AIM:
From the blank-page essay below, quote the passage from "I have never" to "for my writing.".

DOCUMENT EXCERPT:
The blank page: it looms before you. For some writers, it is a wave of emptiness that must be dodged quickly, thereby snuffing out the ability to write. For others, it is a canvas that urgently demands to be filled, thereby blocking creativity. I have been told about and have read about the fear of the blank page. It stares at the writer; it threatens the formation of sentences before they even have a chance to form. There is an automatic short-circuiting of the synapses that transform images into words into thoughts and then into written expression.

I have never felt this fear. The blank page looks at me and I look back at it, staring it into submission. I do not know why I’ve not encountered a fear of the blank page. Perhaps it is because I do not approach the blank page until I am fully ready to confront it. I often procrastinate in a systematic way before setting down to write: puttering about the house, performing routine domestic tasks, cooking, exercising, singing, gardening, even shopping. This intentional waiting serves as a methodical form of “warm-up” for my writing.

Object outline annotations:
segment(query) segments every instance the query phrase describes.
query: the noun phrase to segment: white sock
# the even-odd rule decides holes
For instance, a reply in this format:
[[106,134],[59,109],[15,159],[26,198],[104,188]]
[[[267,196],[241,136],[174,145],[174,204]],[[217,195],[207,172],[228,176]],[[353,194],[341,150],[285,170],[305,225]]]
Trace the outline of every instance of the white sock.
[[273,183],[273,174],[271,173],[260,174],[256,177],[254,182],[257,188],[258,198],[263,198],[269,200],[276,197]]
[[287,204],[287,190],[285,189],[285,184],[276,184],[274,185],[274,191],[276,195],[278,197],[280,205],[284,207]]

ANSWER FOR THIS EXERCISE:
I have never felt this fear. The blank page looks at me and I look back at it, staring it into submission. I do not know why I’ve not encountered a fear of the blank page. Perhaps it is because I do not approach the blank page until I am fully ready to confront it. I often procrastinate in a systematic way before setting down to write: puttering about the house, performing routine domestic tasks, cooking, exercising, singing, gardening, even shopping. This intentional waiting serves as a methodical form of “warm-up” for my writing.